Written exercise 1: In the listing, rewrite the stretch from the line containing "Find man in yellow jacket in the photo above." through the line containing "[1160,684,1185,707]", switching "sneaker" to "trainer" and leaving everything else unchanged.

Passage shown:
++++++++++

Prairie View Bowl, L 0–14 vs. Prairie View A&M
- Conference: Midwest Athletic Association
- Record: 5–3–1 (2–1–1 MWAA)
- Head coach: David D. Rains (2nd season);
- Home stadium: Lincoln Field

= 1946 Lincoln Blue Tigers football team =

American college football season

The 1946 Lincoln Blue Tigers football team was an American football team that represented Lincoln University of Missouri in the Midwest Athletic Association (MWAA) during the 1946 college football season. In their second year under head coach David D. Rains, the Tigers compiled an oveall record of 5–3–1 record with a mark of 2–1–1 in conference play, tying for second place in the MWAA. Lincoln defeated Lane in the Mule Bowl on Armistice Day, lost to Prairie View A&M in the Prairie View Bowl on New Year's Day, and outscored all opponents by a total of 60 to 57.

++++++++++

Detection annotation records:
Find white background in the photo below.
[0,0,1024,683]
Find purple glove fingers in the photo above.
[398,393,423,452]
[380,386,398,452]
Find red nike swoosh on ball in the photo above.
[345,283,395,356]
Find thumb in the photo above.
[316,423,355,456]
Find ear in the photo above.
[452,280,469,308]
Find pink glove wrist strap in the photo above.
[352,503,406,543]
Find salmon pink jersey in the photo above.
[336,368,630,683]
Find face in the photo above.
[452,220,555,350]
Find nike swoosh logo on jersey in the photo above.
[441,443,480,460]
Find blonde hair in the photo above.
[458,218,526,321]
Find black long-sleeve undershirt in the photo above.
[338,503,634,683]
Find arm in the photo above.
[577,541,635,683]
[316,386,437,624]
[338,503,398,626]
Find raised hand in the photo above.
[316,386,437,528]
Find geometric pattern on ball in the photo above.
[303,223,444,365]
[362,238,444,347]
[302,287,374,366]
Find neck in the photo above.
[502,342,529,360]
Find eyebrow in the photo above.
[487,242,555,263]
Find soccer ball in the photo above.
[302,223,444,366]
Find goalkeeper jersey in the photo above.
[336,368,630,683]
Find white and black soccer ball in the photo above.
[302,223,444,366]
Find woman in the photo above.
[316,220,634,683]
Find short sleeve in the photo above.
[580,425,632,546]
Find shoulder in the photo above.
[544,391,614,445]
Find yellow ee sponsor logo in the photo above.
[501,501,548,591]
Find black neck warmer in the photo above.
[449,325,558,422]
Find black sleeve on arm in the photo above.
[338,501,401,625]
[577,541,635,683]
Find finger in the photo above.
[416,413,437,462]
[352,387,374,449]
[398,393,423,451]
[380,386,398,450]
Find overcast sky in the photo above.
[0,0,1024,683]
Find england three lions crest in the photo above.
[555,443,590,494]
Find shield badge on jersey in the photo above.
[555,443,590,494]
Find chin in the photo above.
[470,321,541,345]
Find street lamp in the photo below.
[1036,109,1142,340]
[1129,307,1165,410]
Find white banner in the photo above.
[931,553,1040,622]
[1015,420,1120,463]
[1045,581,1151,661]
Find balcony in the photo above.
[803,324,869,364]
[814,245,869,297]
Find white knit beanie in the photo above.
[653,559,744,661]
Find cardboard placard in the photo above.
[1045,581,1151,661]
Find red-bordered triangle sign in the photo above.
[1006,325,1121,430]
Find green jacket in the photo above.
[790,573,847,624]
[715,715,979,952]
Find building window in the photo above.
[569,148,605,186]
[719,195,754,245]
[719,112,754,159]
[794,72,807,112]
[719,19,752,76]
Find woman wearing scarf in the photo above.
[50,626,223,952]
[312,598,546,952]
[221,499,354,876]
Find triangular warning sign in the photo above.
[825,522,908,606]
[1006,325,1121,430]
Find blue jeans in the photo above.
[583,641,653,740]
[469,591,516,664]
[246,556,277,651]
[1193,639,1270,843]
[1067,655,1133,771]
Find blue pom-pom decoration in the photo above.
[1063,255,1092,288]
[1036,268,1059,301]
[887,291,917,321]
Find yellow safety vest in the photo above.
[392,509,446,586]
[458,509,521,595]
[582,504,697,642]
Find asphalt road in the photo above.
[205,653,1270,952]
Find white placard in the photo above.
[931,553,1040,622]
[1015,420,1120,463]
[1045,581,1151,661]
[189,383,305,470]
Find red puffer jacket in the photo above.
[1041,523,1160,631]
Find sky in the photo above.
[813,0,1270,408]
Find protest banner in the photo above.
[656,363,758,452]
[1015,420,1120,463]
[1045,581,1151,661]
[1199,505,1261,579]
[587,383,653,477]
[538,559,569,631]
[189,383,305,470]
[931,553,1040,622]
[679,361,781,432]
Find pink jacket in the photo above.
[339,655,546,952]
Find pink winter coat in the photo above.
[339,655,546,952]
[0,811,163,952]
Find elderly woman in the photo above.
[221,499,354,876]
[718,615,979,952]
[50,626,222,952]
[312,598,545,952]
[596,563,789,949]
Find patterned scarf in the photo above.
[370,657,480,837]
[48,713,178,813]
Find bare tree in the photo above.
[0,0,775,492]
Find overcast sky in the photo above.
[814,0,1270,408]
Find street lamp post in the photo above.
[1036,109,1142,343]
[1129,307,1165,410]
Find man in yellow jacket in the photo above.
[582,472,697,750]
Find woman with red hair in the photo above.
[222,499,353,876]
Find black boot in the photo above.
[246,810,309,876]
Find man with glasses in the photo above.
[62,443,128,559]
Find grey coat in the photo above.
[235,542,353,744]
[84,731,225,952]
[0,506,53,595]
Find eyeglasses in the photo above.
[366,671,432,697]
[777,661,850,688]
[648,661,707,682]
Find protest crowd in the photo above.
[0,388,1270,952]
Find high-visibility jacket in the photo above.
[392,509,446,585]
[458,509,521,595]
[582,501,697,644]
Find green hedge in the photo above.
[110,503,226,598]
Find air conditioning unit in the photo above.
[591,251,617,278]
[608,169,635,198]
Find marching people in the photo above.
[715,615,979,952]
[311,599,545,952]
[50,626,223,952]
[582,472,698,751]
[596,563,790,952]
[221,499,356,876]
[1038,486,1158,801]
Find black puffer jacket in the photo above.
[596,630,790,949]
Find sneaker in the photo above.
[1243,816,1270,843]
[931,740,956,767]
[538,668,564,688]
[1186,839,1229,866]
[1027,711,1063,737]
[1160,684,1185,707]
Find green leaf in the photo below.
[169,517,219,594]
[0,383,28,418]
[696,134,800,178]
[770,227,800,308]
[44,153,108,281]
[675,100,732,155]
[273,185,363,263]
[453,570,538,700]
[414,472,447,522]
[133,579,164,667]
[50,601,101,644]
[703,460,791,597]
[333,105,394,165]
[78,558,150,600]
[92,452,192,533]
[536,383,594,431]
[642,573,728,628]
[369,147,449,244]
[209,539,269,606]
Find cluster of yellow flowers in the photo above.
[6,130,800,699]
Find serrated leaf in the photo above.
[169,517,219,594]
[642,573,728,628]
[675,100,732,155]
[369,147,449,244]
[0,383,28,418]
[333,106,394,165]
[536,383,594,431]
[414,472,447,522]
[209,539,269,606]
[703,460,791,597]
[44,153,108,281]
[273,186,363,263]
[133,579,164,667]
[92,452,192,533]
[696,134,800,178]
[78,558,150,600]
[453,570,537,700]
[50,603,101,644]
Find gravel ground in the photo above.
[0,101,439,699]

++++++++++

Written exercise 2: Based on the article on the 1946 Lincoln Blue Tigers football team, answer yes or no to each statement and quote the deciding words: (a) David D. Rains was in his second season as head coach. (b) Lincoln won the Prairie View Bowl. (c) Lincoln finished alone in first place in the MWAA.

Exercise answer 1:
Find man in yellow jacket in the photo above.
[582,472,697,750]
Find woman with red hair in the photo above.
[222,499,353,876]
Find black boot in the photo above.
[246,810,309,876]
Find man with glasses in the photo above.
[62,443,128,559]
Find grey coat in the photo above.
[235,542,353,744]
[84,731,225,952]
[0,506,53,595]
Find eyeglasses in the photo above.
[366,671,432,697]
[777,661,850,688]
[648,661,707,682]
Find protest crowd in the photo above.
[0,388,1270,952]
Find high-visibility jacket in the photo above.
[392,509,446,585]
[458,509,521,595]
[582,501,697,644]
Find green hedge in the photo above.
[110,503,226,598]
Find air conditioning unit in the photo above.
[591,251,617,278]
[608,169,635,198]
Find marching people in the photo above.
[715,615,979,952]
[311,599,545,952]
[50,626,223,952]
[582,472,698,751]
[596,563,790,952]
[221,499,356,876]
[1038,486,1158,801]
Find black puffer jacket in the photo above.
[596,630,790,949]
Find trainer in the photo above.
[1243,816,1270,843]
[931,740,956,767]
[538,668,564,688]
[1186,839,1229,866]
[1027,711,1063,737]
[1160,684,1185,707]

Exercise answer 2:
(a) Yes: "Head coach: David D. Rains (2nd season)"
(b) No: "lost to Prairie View A&M in the Prairie View Bowl on New Year's Day"
(c) No: "tying for second place in the MWAA"